## begin PAGE EXTRACT

Clothes are not "blued" in Dawson. The first morning after our arrival I was summoned to a window to inspect a clothes-line.
"Will you look at those clothes! Did you ever see such whiteness in clothes before?"
I never had, and I promptly asked Miss Kinney what her laundress did to the clothes to make them look so white.
"I'm the laundress," said she, brusquely. "I come out here from Chicago to work, and I work. I was half dead, clerking in a store, when the Klondike craze come along and swept me off my feet. I struck Dawson broke. I went to work, and I've been at work ever since. I have cooks, and chambermaids, and laundresses; but it often happens that I have to be all three, besides landlady, at once. That's the way of the Klondike. Now, I must go and feed those malamute pups; that little yellow one is getting sassy."
She had almost escaped when I caught her sleeve and detained her.
"But the clothes--I asked you what makes them so white--"
"Don't you suppose," interrupted she, irascibly, "that I have too much work to do to fool around answering the questions of a cheechaco? I'm not travelling down the Yukon for fun!"
This was distinctly discouraging; but I had set out to learn what had made those clothes so white. Besides, I was beginning to perceive dimly that she was not so hard as she spoke herself to be; so I advised her that I should not release her sleeve until she had answered my question.
She burst into a kind of lawless laughter and threw her hand out at me.
"Oh, you! Well, there, then! I never saw your beat! There ain't a thing in them there clothes but soap-suds, renched out, and sunshine. We don't even have to rub clothes up here the way you have to in other places; and we never put in a _pinch_ of blueing. Two-three hours of sunshine makes 'em like snow."
"But how is it in winter?"
She laughed again.
"Oh, that's another matter. We bleach 'em out enough in summer so's it'll do for all winter. Let go my sleeve or you won't get any blueberries for lunch."
This threat had the desired effect. Surely no woman ever worked harder than Miss Kinney worked. At four o'clock in the mornings we heard her ordering maids and malamute puppies about; and at midnight, or later, her springing step might be heard as she made the final rounds, to make sure that all was well with her family.
We were greatly amused and somewhat embarrassed on the day of our arrival. We saw at a glance that the only vacant room was too small to receive our baggage.
"I'll fix that," said she, snapping her fingers. "I just gave a big room on the first floor to two young men. I'll make them exchange with you."

## end PAGE EXTRACT
## begin EXTRACTED RECORDS

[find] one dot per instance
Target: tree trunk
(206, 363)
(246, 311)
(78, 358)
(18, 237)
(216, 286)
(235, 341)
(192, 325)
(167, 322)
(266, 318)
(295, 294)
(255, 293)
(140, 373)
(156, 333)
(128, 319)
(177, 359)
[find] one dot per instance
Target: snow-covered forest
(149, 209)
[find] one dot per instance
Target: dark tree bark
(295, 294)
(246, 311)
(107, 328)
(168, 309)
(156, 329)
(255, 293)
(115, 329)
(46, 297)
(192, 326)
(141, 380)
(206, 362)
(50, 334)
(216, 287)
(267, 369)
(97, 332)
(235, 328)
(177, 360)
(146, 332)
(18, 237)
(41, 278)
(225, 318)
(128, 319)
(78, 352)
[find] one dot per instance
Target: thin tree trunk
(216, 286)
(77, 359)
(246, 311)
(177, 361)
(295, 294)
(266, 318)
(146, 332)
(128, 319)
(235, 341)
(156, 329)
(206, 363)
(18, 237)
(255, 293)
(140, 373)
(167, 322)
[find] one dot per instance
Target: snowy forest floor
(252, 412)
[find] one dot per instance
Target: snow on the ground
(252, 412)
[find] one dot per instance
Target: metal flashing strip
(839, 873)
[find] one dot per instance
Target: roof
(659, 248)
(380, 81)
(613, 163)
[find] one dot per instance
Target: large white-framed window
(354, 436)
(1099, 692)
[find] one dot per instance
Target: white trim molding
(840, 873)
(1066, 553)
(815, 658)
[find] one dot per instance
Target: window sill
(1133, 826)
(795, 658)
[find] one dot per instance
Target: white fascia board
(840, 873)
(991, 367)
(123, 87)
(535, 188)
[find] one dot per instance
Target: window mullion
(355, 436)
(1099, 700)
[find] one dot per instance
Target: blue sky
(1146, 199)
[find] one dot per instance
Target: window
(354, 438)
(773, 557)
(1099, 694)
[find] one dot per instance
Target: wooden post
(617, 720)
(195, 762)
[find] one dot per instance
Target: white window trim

## end EXTRACTED RECORDS

> _TASK SET_:
**1.** In the passage about Miss Kinney's boardinghouse in Dawson, what two things does she say make the clothes so white?
**2.** Pick up the passage about Miss Kinney's boardinghouse in Dawson after its final sentence and continue it.

> _THE RESULTS_:
**1.** Soap-suds, rinsed out, and sunshine.

**2.**
It was in vain that we protested.
"Now, you let me be!" she exclaimed; "I'll fix this. You're in the Klondike now, and you'll learn how white men can be. Young men don't take the best room and let women take the worst up here. If they come up here with that notion, they soon get it taken out of 'em--and I'm just the one to do it. Now, you let me be! They'll be tickled to death."
Whatever their state of mind may have been, the exchange was made; but when we endeavored to thank her, she snapped us up with:--
"Anybody'd know you never lived in a white country, or you wouldn't make such a fuss over such a little thing. We're used to doing things for other people _up here_," she added, scornfully.
Miss Kinney gave us many surprises during our stay, but at the last moment she gave us the greatest surprise of all. Just as our steamer was on the point of leaving, she came running down the gangway and straight to us. Her hands and arms were filled with large paper bags, which she began forcing upon us.
"There!" she said. "I've come to say good-by and bring you some fruit. I'd given you one of those malamute puppies if I could have spared him. Well, good-by and good luck!"
We were both so touched by this unexpected kindness in one who had taken so much pains to conceal every touch of tenderness in her nature, that we could not look at one another for some time; nor did it lessen our appreciation to remember how ceaselessly and how drudgingly Miss Kinney worked and the price she must have paid for those great bags of oranges, apples, and peaches--for freight rates are a hundred and forty dollars a ton on "perishables." It set a mist in our eyes every time we thought about it. It was our first taste of Arctic kindness; and, somehow, its flavor was different from that of other latitudes.
Dawson is gay socially, as it has always been. In summer the people are devoted to outdoor sports, which are enjoyed during the long evenings. There is a good club-house for athletic sports in winter, and the theatres are well patronized, although, in summer, plays commence at ten or ten-thirty and are not concluded before one. As in all English and Canadian towns, business is resumed at a late hour in the morning, making the hours of rest correspond in length to ours.
Two young Yale men who were travelling in our party had been longing to see a dance-hall,--a "real Klondike dance-hall,"--but they came in one midnight, their faces eloquent with disgust.
"We found a dance-hall _at last_," said one. "They hide their light under such bushels now that it takes a week to find one; the mounted police don't stand any foolishness. Then--think of a dance-hall running in broad daylight! No mystery, no glitter, no soft, rosy glamour--say, it made me yearn for bread and butter. Do you know where Miss Kinney keeps her bread jar and blueberries? Honestly, I don't know anything or any place that could cultivate a taste in a young man for sane and decent things like one of these dance-halls here. I never was so disappointed in my life. I can go to church _at home_; I didn't come to the Klondike for _that_. Why, the very music itself sounded about as lively as 'Come, Ye Disconsolate!' Come on, Billy; let's go to bed."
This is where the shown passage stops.